══ DATA SUPPLIED

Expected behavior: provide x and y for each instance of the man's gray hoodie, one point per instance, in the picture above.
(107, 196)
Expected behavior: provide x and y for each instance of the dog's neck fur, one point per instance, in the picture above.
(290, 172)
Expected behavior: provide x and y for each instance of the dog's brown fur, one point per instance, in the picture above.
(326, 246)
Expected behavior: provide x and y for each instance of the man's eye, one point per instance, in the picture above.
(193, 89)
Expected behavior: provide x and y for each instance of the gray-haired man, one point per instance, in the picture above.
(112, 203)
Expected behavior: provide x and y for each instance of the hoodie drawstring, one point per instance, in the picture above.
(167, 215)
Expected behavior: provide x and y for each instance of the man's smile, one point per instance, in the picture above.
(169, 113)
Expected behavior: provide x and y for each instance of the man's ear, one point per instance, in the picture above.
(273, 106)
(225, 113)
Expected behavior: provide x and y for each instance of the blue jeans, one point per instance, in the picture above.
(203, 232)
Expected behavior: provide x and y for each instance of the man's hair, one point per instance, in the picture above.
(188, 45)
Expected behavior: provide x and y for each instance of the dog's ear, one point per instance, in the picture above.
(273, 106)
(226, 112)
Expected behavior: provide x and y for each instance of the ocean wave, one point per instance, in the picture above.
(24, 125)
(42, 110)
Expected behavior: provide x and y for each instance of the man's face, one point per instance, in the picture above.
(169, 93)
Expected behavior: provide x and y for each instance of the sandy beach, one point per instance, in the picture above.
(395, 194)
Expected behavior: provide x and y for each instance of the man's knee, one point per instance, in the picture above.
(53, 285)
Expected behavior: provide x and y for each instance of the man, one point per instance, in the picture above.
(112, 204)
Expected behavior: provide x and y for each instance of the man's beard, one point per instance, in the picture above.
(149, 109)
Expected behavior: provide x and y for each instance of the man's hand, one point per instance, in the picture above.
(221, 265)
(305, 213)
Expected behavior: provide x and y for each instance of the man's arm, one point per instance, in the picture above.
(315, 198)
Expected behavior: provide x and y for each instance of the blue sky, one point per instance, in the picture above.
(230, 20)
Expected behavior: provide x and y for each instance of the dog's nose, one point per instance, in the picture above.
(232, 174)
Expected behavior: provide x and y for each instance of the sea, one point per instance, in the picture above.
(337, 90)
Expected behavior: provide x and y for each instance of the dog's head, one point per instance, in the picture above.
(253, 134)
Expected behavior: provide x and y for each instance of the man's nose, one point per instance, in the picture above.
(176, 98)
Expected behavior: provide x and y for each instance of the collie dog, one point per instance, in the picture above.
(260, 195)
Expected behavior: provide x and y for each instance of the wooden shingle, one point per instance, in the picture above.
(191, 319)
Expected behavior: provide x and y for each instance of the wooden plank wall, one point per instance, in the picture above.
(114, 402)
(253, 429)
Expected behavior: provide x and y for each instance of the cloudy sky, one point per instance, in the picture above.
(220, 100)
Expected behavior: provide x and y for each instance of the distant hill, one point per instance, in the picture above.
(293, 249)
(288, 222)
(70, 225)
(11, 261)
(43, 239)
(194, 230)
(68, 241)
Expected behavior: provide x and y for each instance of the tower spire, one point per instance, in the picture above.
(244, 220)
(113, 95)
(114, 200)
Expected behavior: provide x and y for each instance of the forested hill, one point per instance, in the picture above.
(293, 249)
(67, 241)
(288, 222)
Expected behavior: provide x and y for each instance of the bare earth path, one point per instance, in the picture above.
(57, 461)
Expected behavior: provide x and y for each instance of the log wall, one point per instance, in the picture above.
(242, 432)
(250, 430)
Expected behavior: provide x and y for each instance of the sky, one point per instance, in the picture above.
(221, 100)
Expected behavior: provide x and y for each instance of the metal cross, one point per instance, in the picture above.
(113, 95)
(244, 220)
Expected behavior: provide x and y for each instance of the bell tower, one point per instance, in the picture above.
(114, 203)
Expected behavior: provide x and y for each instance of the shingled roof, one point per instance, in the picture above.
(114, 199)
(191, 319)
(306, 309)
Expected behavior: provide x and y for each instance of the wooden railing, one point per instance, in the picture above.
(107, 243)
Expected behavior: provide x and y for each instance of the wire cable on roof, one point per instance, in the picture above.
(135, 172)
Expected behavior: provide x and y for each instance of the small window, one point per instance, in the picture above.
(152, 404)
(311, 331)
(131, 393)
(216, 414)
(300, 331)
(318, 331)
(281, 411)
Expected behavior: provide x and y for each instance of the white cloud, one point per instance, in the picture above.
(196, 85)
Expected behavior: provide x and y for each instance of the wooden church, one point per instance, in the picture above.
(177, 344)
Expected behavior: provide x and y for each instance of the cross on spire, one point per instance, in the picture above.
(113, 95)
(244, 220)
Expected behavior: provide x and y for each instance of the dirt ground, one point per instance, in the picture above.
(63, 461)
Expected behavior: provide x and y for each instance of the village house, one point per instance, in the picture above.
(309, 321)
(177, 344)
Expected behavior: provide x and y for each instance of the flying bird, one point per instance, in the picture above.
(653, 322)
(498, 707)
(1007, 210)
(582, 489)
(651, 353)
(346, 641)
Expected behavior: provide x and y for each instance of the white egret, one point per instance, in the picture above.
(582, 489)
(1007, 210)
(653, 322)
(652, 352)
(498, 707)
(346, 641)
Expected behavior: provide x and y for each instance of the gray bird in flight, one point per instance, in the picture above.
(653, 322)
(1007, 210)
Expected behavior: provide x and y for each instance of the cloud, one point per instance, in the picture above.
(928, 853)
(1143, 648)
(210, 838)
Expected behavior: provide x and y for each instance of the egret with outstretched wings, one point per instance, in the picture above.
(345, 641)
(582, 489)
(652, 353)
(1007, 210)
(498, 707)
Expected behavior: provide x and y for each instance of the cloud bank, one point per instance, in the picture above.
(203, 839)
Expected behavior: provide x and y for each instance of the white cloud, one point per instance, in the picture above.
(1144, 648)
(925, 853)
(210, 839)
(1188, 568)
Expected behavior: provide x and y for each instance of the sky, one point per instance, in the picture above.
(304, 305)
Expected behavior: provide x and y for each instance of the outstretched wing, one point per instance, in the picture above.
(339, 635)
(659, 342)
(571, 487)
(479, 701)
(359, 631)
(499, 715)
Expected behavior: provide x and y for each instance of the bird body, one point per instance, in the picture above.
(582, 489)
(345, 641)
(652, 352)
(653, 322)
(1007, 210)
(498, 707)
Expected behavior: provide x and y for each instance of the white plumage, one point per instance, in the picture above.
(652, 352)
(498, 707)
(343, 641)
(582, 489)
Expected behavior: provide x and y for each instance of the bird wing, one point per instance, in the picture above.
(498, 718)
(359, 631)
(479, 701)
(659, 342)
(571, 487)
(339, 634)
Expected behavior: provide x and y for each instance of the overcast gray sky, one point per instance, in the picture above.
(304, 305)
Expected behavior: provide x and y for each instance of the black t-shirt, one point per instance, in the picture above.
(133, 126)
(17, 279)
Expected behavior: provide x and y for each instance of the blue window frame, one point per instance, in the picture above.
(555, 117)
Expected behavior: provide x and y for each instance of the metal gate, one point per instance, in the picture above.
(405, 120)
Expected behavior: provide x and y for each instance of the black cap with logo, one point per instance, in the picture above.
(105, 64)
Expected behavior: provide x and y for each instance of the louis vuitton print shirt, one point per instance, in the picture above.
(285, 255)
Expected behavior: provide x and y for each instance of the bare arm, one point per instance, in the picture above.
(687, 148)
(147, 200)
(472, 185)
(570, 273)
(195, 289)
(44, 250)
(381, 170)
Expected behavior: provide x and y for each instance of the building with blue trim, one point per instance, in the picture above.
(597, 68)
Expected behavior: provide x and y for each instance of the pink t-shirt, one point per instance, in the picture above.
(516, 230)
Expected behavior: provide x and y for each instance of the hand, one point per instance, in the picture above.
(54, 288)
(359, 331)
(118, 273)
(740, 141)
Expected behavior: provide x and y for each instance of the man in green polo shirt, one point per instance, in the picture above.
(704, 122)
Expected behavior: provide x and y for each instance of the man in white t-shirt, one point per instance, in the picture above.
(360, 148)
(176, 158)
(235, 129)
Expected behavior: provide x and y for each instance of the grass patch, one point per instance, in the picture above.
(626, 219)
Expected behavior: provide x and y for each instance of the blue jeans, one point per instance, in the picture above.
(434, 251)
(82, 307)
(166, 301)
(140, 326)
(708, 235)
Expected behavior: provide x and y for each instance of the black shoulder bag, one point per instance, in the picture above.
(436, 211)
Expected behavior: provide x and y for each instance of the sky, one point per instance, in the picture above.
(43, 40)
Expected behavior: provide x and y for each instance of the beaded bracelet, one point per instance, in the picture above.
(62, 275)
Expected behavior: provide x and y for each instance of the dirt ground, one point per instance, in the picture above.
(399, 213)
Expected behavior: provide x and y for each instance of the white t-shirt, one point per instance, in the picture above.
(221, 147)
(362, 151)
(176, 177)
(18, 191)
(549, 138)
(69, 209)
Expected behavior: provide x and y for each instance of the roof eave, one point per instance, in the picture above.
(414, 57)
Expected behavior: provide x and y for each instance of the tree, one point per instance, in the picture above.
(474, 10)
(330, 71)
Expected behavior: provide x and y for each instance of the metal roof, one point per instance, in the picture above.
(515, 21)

════

### DO THIS
Switch "white t-shirt" to "white tee" in the part of the data that opens with the line containing "man in white" and runs through the end of the data. Give only those lines again, with nothing else changed.

### WRITTEN RESPONSE
Expected behavior: provide x and y for each instance of the man in white tee, one point per instance, in the picture above.
(360, 148)
(176, 158)
(235, 129)
Expected behavior: provide x and y for each instance of the grass patch, one point per instance, in the picture above.
(626, 219)
Expected behavior: provide x and y for each instance of the blue jeans, one point per instance, in the picture above.
(434, 251)
(82, 307)
(166, 301)
(140, 326)
(708, 235)
Expected behavior: provide x and y for each instance of the black shoulder bag, one point per instance, in the picture above.
(436, 211)
Expected behavior: provide x and y for each instance of the sky, one point per instance, in the picture above.
(43, 40)
Expected behavior: provide x and y for each instance of the beaded bracelet, one point per instance, in the picture above.
(62, 275)
Expected behavior: provide x and y for each instance of the dirt ground, one point per instance, in the picture above.
(399, 213)
Expected behavior: provide x and y for each instance of the white tee, one point per instance, in the picture above.
(221, 147)
(362, 151)
(176, 177)
(18, 191)
(549, 138)
(69, 209)
Expected behavior: provide x and y for each instance of the roof eave, one point per instance, in the picture above.
(414, 57)
Expected behavior: provide x and y for each instance of the tree, one point per instance, in the picture above.
(474, 10)
(330, 71)
Expected behavior: provide x and y for each instance of the metal roof, one point per instance, in the picture above.
(515, 21)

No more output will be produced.